## What you need to do
The line containing "[locate] orange gerbera" and every line after it, through the last, are to be extracted exactly; no other lines belong in the answer.

## Stored data
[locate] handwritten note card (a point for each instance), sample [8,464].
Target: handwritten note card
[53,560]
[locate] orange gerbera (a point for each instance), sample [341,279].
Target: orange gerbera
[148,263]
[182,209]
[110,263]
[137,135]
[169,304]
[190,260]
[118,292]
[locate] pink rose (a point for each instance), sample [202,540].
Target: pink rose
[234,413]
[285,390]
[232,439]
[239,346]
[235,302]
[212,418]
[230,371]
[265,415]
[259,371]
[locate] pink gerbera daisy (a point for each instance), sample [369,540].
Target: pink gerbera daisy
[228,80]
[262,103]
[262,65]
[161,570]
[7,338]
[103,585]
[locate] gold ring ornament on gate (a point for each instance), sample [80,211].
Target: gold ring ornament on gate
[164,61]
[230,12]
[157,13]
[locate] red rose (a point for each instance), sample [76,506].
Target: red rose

## Solution below
[locate] orange gerbera (a point for each instance), sample [341,279].
Target: orange gerbera
[148,263]
[182,209]
[110,263]
[137,135]
[169,304]
[190,260]
[118,292]
[locate] pink rose (a point for each instance), sample [202,540].
Target: pink rose
[234,413]
[285,390]
[232,439]
[239,346]
[235,302]
[212,418]
[230,371]
[265,415]
[259,371]
[locate] pink gerbera daisy (a point for each instance), sample [369,540].
Target: pink gerbera daisy
[228,80]
[262,103]
[262,65]
[161,570]
[7,338]
[103,585]
[locate] gold ring ornament on gate (a point for each instance), sample [80,211].
Target: gold ring ornament on gate
[164,61]
[230,12]
[157,13]
[locate] red rose (a point for each instance), sample [76,506].
Target: red rose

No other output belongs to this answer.